DATA PROVIDED ▸
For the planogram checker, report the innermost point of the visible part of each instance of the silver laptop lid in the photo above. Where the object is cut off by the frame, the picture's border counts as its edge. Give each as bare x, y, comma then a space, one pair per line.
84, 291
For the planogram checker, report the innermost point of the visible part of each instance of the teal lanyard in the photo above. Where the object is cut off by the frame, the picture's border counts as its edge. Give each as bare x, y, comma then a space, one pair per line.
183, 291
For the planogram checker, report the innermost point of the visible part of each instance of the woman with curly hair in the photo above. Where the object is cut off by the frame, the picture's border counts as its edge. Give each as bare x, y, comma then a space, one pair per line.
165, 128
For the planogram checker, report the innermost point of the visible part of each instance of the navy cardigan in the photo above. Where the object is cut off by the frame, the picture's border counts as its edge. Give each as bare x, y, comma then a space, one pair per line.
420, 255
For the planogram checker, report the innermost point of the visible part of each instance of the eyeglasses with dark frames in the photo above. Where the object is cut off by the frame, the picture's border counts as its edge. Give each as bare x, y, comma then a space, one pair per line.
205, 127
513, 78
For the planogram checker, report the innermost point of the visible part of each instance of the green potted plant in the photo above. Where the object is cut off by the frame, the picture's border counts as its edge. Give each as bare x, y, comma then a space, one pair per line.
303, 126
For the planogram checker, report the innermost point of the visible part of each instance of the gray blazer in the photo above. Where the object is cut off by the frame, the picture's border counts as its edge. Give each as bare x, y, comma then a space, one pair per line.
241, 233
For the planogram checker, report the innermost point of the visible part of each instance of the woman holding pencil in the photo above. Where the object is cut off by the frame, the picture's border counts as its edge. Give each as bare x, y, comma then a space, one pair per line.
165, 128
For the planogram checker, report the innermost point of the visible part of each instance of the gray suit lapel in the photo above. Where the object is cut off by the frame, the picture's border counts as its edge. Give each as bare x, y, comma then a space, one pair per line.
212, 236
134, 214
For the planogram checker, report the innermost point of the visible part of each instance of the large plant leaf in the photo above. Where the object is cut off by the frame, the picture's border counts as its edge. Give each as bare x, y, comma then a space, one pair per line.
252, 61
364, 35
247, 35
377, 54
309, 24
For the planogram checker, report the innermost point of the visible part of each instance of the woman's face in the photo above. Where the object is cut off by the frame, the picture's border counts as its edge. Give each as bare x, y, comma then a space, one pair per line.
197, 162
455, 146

WHAT TO WORK ON ▸ Everything from the line that contains "of the eyeglasses" through the end of the records must be duplicated exactly, and nothing outside that range.

THE SOLUTION ▸
For the planogram checker, report the innermost point of the visible part of each instance of the eyeglasses with dark frames in the photo above. Where the object is cut off by the frame, the picture's border counts as its edge. Give each as bare x, y, comma then a space, one pair per line.
205, 127
513, 78
For the planogram checker, report the innermost point of the visible part of each instance of the green potted plant in the photo above. Where the object is cut off by the frame, the picture's border counts as its edge. Give each as bare x, y, comma then a space, one pair per line.
303, 126
For the planogram checker, report the innermost point of the visible part of each instance of the gray blazer in the photo above. Where the object is cut off by the frame, the picture's border counts as its edge. Give each as bare x, y, comma then a space, one pair per line.
241, 233
For the planogram checker, report the innermost point of the visible part of each instance of the woman holding pencil in the photo above. Where the object is cut off by the frame, the picture's border counts as its edge. Give each as bare x, y, comma then a space, one pair per line.
165, 128
For the planogram checker, report the innermost point of the visible part of each instance of the gray suit lapel in the photo above. Where the object is cut off by the frame, the picture's border counts as its edge. Give each as bare x, y, comma then a space, one pair per line.
212, 236
134, 214
For the planogram checker, report the innermost point of the visible part of each instance of the large plant leaf in the photo above. Where the object is cut off by the frame, the picture's border counts as its edge. Give each as bare x, y, comma then a space, one pair per line.
252, 61
364, 35
247, 35
377, 54
309, 24
For the planogram checker, report the innermost point of the visible part of each instance of the woman's face in the photo above. Where the object is cut off by the frame, the picture's border counts as its edge. Give each as bare x, y, comma then a space, one pair per line.
197, 162
455, 146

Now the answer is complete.